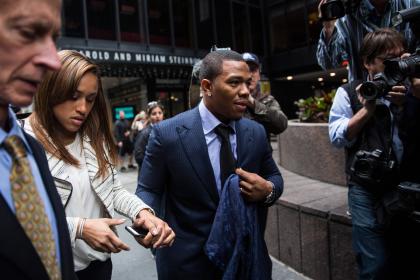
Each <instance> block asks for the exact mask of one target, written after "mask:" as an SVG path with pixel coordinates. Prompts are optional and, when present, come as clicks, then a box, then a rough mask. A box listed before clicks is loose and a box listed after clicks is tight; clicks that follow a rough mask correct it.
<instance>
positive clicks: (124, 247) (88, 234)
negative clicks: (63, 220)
mask: <svg viewBox="0 0 420 280" xmlns="http://www.w3.org/2000/svg"><path fill="white" fill-rule="evenodd" d="M124 221H125V220H124V219H108V218H104V219H86V222H85V225H84V226H83V233H82V239H83V240H84V241H85V242H86V243H87V244H88V245H89V246H90V247H92V248H93V249H95V250H97V251H100V252H106V253H119V252H120V251H121V250H125V251H128V250H130V248H129V247H128V245H127V244H125V243H124V242H122V241H121V240H120V239H119V238H118V237H117V235H116V234H115V233H114V232H113V231H112V230H111V228H110V226H115V225H120V224H122V223H124Z"/></svg>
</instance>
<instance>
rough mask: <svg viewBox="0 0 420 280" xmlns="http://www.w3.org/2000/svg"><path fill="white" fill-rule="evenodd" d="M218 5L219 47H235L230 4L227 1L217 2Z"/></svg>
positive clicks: (217, 18) (217, 28)
mask: <svg viewBox="0 0 420 280" xmlns="http://www.w3.org/2000/svg"><path fill="white" fill-rule="evenodd" d="M215 5H216V26H217V46H218V47H222V48H226V47H231V48H232V47H233V41H232V18H231V13H230V7H231V6H230V4H229V2H227V1H226V2H225V1H215Z"/></svg>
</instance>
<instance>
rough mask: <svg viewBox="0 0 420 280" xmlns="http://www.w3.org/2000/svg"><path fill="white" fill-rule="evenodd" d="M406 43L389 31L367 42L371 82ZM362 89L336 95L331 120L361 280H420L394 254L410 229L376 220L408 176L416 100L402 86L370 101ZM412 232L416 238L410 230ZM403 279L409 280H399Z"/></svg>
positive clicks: (367, 50) (365, 67) (351, 85)
mask: <svg viewBox="0 0 420 280" xmlns="http://www.w3.org/2000/svg"><path fill="white" fill-rule="evenodd" d="M404 43H405V42H404V38H403V37H402V35H401V34H399V33H398V32H397V31H395V30H393V29H389V28H383V29H378V30H377V31H374V32H372V33H369V34H367V35H366V36H365V38H364V40H363V42H362V44H361V48H360V52H359V53H360V58H361V60H362V63H363V65H364V67H365V69H366V70H367V72H368V78H367V79H368V80H369V81H371V80H373V77H374V76H375V74H378V73H381V72H383V71H384V69H385V66H384V64H383V62H384V60H386V59H390V58H397V57H401V56H402V55H404V45H405V44H404ZM360 84H361V81H354V82H352V83H349V84H347V85H345V86H343V87H340V88H339V89H338V90H337V93H336V96H335V98H334V102H333V105H332V108H331V112H330V119H329V135H330V139H331V142H332V144H333V145H334V146H336V147H339V148H342V147H344V148H345V150H346V174H347V182H348V186H349V192H348V203H349V208H350V212H351V217H352V234H353V249H354V251H355V253H356V257H357V263H358V267H359V279H418V278H417V276H416V277H413V275H417V274H416V273H417V272H415V271H414V268H415V266H410V265H409V262H405V260H406V258H407V257H408V256H410V254H408V255H404V254H402V256H400V255H398V257H397V255H396V253H395V252H397V251H394V249H393V248H398V250H399V251H400V252H401V249H400V248H403V247H401V246H400V245H401V244H400V243H399V242H401V238H397V237H396V236H398V234H397V235H394V236H393V235H392V234H393V233H395V232H397V233H400V234H401V233H404V234H406V232H407V231H405V229H406V228H403V227H402V226H401V224H400V223H398V224H397V223H395V224H390V225H389V226H385V225H384V224H383V223H381V222H380V221H379V220H378V216H377V207H378V205H379V204H380V203H381V202H382V200H383V198H384V197H385V196H386V195H387V194H388V193H390V192H392V191H393V190H395V188H396V186H397V185H398V184H399V182H400V180H401V177H400V176H401V174H402V173H404V172H401V169H402V166H404V164H405V163H404V158H406V155H405V152H406V151H405V144H404V145H403V143H406V141H405V140H406V139H405V138H404V137H402V136H405V135H407V134H406V129H407V128H409V127H411V128H413V127H416V126H418V125H417V122H418V120H417V119H416V118H407V117H405V110H406V108H407V107H410V106H411V105H412V103H411V102H412V99H413V98H412V96H411V94H409V93H407V90H406V87H405V86H404V85H396V86H392V87H390V88H388V89H387V93H386V96H384V97H383V96H376V98H373V99H370V98H369V100H367V99H366V98H364V97H363V95H364V96H367V95H366V92H363V90H361V88H362V87H361V85H360ZM403 122H404V123H403ZM401 138H403V139H401ZM411 147H413V146H411ZM416 161H420V158H418V159H416ZM410 164H414V165H415V164H416V162H411V163H410ZM417 166H418V163H417ZM403 171H404V170H403ZM405 226H407V224H405ZM394 229H396V230H394ZM408 229H409V230H408V231H411V232H414V230H413V229H414V227H412V225H411V224H408ZM407 237H408V235H407ZM402 239H403V240H407V238H402ZM417 243H418V242H417ZM412 247H413V248H414V247H415V246H414V243H413V244H412ZM410 249H411V248H410ZM397 253H398V252H397ZM402 266H404V268H403V269H401V267H402ZM406 267H409V268H411V269H413V271H410V269H406ZM394 272H395V273H396V272H398V274H397V275H398V276H396V275H394V274H393V273H394ZM405 274H406V275H408V276H407V277H399V276H401V275H405Z"/></svg>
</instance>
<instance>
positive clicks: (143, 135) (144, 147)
mask: <svg viewBox="0 0 420 280" xmlns="http://www.w3.org/2000/svg"><path fill="white" fill-rule="evenodd" d="M161 120H163V106H162V105H160V104H159V103H158V102H156V101H152V102H149V104H147V123H148V125H147V126H146V128H144V129H142V130H141V131H140V132H139V134H138V135H137V137H136V142H135V144H134V157H135V159H136V162H137V165H138V166H139V174H140V170H141V165H142V163H143V159H144V155H145V152H146V146H147V142H148V141H149V136H150V132H151V131H152V127H153V125H154V124H156V123H158V122H160V121H161Z"/></svg>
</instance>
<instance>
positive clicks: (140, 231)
mask: <svg viewBox="0 0 420 280" xmlns="http://www.w3.org/2000/svg"><path fill="white" fill-rule="evenodd" d="M125 229H126V230H127V231H128V232H129V233H130V234H131V235H132V236H134V237H140V238H145V237H146V235H147V233H148V232H149V231H148V230H147V229H144V228H133V227H132V226H125Z"/></svg>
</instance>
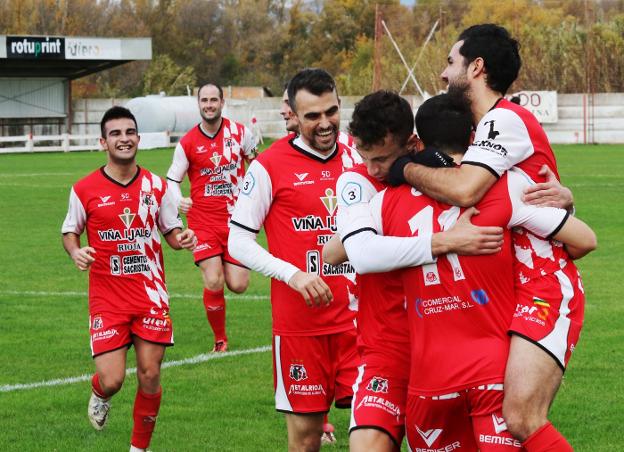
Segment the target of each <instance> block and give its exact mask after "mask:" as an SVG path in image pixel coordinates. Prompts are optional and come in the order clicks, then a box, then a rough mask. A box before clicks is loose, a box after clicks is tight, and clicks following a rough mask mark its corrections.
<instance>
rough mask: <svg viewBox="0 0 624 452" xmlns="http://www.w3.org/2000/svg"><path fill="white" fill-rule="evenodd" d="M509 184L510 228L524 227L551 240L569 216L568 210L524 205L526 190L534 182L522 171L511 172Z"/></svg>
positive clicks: (509, 179) (519, 170)
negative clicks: (523, 172) (511, 207)
mask: <svg viewBox="0 0 624 452" xmlns="http://www.w3.org/2000/svg"><path fill="white" fill-rule="evenodd" d="M507 183H508V186H509V197H510V199H511V205H512V214H511V220H510V222H509V227H523V228H525V229H527V230H528V231H530V232H532V233H533V234H535V235H537V236H539V237H544V238H550V237H552V236H553V235H555V234H556V233H557V232H559V230H560V229H561V228H562V227H563V225H564V224H565V222H566V221H567V219H568V216H569V214H568V212H567V211H566V210H564V209H559V208H556V207H536V206H532V205H530V204H525V203H523V202H522V193H523V190H524V188H526V187H528V186H530V185H532V184H533V183H534V182H533V181H532V180H531V179H530V178H529V177H528V176H527V175H526V174H524V173H522V171H520V170H516V169H512V170H511V171H509V173H508V179H507Z"/></svg>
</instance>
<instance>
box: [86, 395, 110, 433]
mask: <svg viewBox="0 0 624 452" xmlns="http://www.w3.org/2000/svg"><path fill="white" fill-rule="evenodd" d="M109 400H110V399H102V398H100V397H98V396H96V395H95V394H93V393H91V398H90V399H89V407H88V409H87V415H88V416H89V421H90V422H91V425H93V428H94V429H96V430H102V429H103V428H104V427H105V426H106V421H107V420H108V411H109V410H110V402H109Z"/></svg>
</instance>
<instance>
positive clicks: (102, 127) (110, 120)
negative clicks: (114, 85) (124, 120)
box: [100, 105, 139, 138]
mask: <svg viewBox="0 0 624 452" xmlns="http://www.w3.org/2000/svg"><path fill="white" fill-rule="evenodd" d="M121 118H128V119H132V120H133V121H134V127H135V128H136V129H137V131H138V130H139V127H138V126H137V122H136V118H135V117H134V115H133V114H132V112H131V111H130V110H128V109H127V108H125V107H120V106H117V105H116V106H114V107H111V108H109V109H108V110H106V112H104V116H102V120H101V121H100V132H102V138H106V128H105V126H106V123H107V122H108V121H111V120H113V119H121Z"/></svg>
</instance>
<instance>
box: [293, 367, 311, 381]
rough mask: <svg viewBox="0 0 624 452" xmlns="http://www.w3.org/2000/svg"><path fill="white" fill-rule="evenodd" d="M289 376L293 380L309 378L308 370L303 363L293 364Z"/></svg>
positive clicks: (303, 379)
mask: <svg viewBox="0 0 624 452" xmlns="http://www.w3.org/2000/svg"><path fill="white" fill-rule="evenodd" d="M289 377H290V379H291V380H295V381H302V380H307V379H308V372H307V371H306V369H305V366H304V365H303V364H291V365H290V372H289Z"/></svg>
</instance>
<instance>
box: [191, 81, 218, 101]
mask: <svg viewBox="0 0 624 452" xmlns="http://www.w3.org/2000/svg"><path fill="white" fill-rule="evenodd" d="M204 86H214V87H215V88H217V89H218V90H219V99H223V88H221V85H218V84H216V83H214V82H207V83H204V84H202V85H201V86H200V87H199V89H198V90H197V100H199V93H200V92H201V90H202V88H203V87H204Z"/></svg>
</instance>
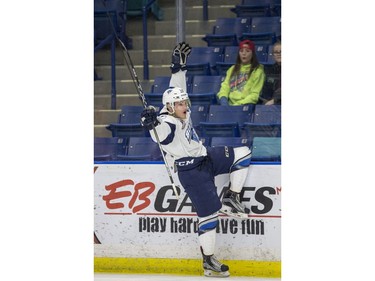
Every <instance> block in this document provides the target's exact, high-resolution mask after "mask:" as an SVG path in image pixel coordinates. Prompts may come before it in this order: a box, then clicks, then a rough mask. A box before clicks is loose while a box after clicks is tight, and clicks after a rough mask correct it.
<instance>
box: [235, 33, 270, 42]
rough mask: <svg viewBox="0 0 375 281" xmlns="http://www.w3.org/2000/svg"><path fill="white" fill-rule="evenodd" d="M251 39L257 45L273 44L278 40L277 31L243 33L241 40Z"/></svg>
mask: <svg viewBox="0 0 375 281" xmlns="http://www.w3.org/2000/svg"><path fill="white" fill-rule="evenodd" d="M246 39H249V40H251V41H253V42H254V44H255V45H272V44H274V43H275V42H276V41H277V37H276V34H275V32H256V33H252V32H249V33H242V36H241V37H240V40H241V41H242V40H246Z"/></svg>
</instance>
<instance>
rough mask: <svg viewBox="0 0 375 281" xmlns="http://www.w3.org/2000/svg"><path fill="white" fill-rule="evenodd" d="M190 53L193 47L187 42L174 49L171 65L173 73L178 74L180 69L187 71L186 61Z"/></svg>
mask: <svg viewBox="0 0 375 281" xmlns="http://www.w3.org/2000/svg"><path fill="white" fill-rule="evenodd" d="M190 53H191V47H190V46H189V44H187V43H185V42H182V43H179V44H178V45H177V46H176V47H174V49H173V53H172V63H171V71H172V73H176V72H178V71H179V70H180V69H181V70H186V60H187V57H188V56H189V54H190Z"/></svg>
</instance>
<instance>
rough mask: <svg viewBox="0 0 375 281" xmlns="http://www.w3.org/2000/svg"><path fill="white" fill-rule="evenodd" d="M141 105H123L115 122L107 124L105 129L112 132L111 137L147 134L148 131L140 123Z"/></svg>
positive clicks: (123, 136) (141, 107)
mask: <svg viewBox="0 0 375 281" xmlns="http://www.w3.org/2000/svg"><path fill="white" fill-rule="evenodd" d="M142 111H143V106H132V105H124V106H122V107H121V113H120V114H119V119H118V122H117V123H111V124H109V125H108V126H107V127H106V129H107V130H110V131H111V132H112V136H113V137H134V136H137V137H139V136H149V135H150V134H149V132H148V131H147V130H145V129H144V128H143V127H142V125H141V121H140V120H141V112H142Z"/></svg>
|---|
[Activity]
Format the listing, from its start through the line that contains "negative clicks: (63, 220)", as a numbered list with blank lines left out. Leave the pictures out of the answer.

[Your solution]
1. Each <instance> block asks for the exact mask of one target, written after "mask:" as an SVG path with pixel coordinates. Prompts are optional and, when present, come as clicks, then a box, then a rough mask. A box listed before clicks is loose and a box listed after clicks is tight; clicks that follow a rough mask correct it.
2. <instance>
3. positive clicks: (124, 247) (88, 234)
4. negative clicks: (63, 220)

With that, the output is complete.